◆ To be done:
Can you reproduce every row below, requests included, adding 118 to each coordinate in the answer points but leaving the numbers in the requests and their format samples as they are? Leave the pictures out of your reply.

►

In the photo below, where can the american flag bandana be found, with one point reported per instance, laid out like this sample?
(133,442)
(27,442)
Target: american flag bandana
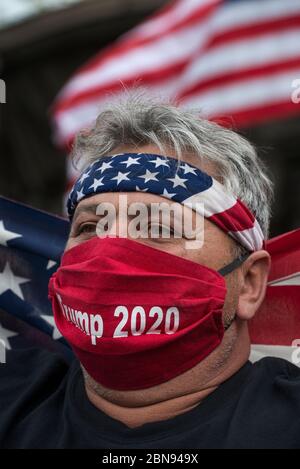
(174,180)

◄

◆ Reply to the exercise:
In the photo below, where can the american flag bandana be found, with one point reported per instance, laid out like this sample?
(133,442)
(27,442)
Target: american flag bandana
(292,298)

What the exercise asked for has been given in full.